_Selection_
>> BEGIN

# Homesteading and the PTB



## HozayBuck (Jan 27, 2010)

If yawl have read anything I wrote you will have made notice of the person I refer to as " The Lady of the Manor" well she's the glue that holds together many lives with sheer beauty of her spirit and soul...

She called me yesterday and told me about this and it just killed me that there are stupid bastards we must share this dirt ball with, and this is proof that some people just need killing... how anybody could do this crap is so beyond me that I hope their nads are cut off and roasted and fed to them by the State before this is done...

Luna mother's blog sometimes brings to my knees with laughter, other times I have to shake my head in wonder that I even like her much less love her...lol...

But I just wanted to show yawl what some uncaring, "it's was my job" ass&%*e would do out of spite? stupidity? or just plain don't care.. I hope these folks ain't breeders coz when the shtf I spect I'll have to deal with them as they will no doubt be the "you got it, I ain't ,so I take it types".. hmmm, maybe that's ok too..

If ya got nothing better to do read her blog, she's a true prepper and earth mommy who fills the days with good words and deeds and good smells from the kitchen...

HB

Queen of the Universe- No Credentials Needed


----------



## gypsysue (Mar 27, 2010)

:

... ... I'm having trouble finding words. This is a terrible things that has happened.

I just wanted to  and  when I looked at those pictures. 

There is no fixing that. It'll take years to even begin to recover. The springs might be gone forever.

No $$$ or apologies can repair it. I'm glad the one person was at least truly apologetic about it, but still...

Please, pass on my compassion to her.


----------



## HozayBuck (Jan 27, 2010)

gypsysue said:


> :
> 
> ... ... I'm having trouble finding words. This is a terrible things that has happened.
> 
> ...


Thanks GS,, I'm still so mad and glad I wasn't there I would be sitting in jail right now.. that little "marsh" as she called it was about a 1/4 acre spring that never went dry and was a cold water spring to boot... I pray it wasn't killed, and that with some work can be brought back...

>> END

_Information shown_
>> BEGIN

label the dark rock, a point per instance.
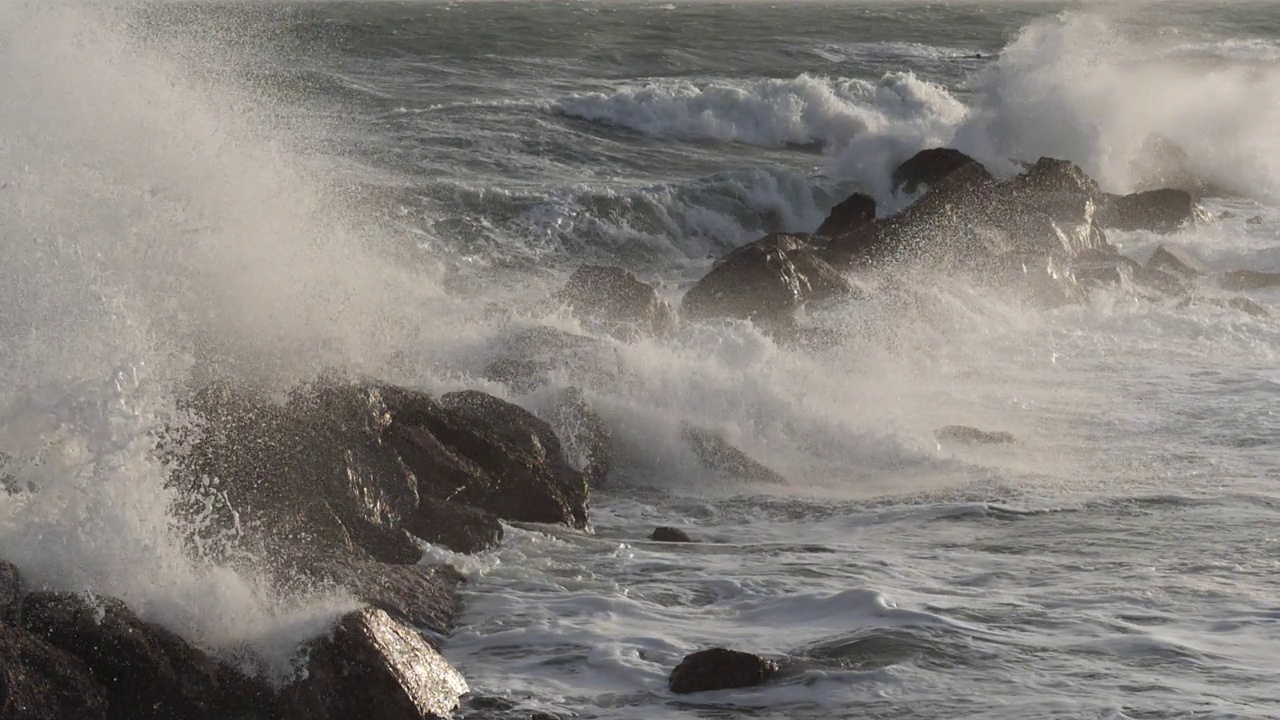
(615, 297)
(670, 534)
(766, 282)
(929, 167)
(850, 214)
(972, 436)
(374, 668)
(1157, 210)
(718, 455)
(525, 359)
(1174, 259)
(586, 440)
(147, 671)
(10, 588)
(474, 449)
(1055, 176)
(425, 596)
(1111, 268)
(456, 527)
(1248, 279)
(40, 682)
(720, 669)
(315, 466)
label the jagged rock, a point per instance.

>> END
>> BEGIN

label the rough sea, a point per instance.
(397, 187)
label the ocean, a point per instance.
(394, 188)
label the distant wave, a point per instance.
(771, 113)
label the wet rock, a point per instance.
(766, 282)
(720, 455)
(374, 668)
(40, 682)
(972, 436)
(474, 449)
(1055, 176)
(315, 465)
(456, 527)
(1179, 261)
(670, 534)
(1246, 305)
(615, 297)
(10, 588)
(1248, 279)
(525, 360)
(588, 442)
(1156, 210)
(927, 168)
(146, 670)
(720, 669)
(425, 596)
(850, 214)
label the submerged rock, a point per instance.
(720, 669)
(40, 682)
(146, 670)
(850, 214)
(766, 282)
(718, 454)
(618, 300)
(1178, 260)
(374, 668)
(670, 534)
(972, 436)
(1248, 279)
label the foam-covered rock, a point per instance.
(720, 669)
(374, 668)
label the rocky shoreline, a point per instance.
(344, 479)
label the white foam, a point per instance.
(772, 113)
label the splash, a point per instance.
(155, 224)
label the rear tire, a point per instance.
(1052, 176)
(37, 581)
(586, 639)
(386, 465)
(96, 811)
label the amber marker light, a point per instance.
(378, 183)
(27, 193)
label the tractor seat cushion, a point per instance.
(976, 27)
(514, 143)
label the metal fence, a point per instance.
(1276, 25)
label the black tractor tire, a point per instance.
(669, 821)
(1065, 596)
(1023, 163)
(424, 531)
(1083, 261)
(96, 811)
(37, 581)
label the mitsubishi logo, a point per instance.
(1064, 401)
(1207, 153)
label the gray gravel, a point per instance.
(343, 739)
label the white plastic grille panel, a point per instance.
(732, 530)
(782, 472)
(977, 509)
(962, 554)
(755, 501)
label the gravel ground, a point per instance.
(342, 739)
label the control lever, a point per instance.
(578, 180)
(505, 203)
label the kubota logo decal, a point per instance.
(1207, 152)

>> END

_Task instructions_
Please transcribe the forum thread from "If ya got nothing" to "(Mar 27, 2010)".

_Exercise answer_
If ya got nothing better to do read her blog, she's a true prepper and earth mommy who fills the days with good words and deeds and good smells from the kitchen...

HB

Queen of the Universe- No Credentials Needed


----------



## gypsysue (Mar 27, 2010)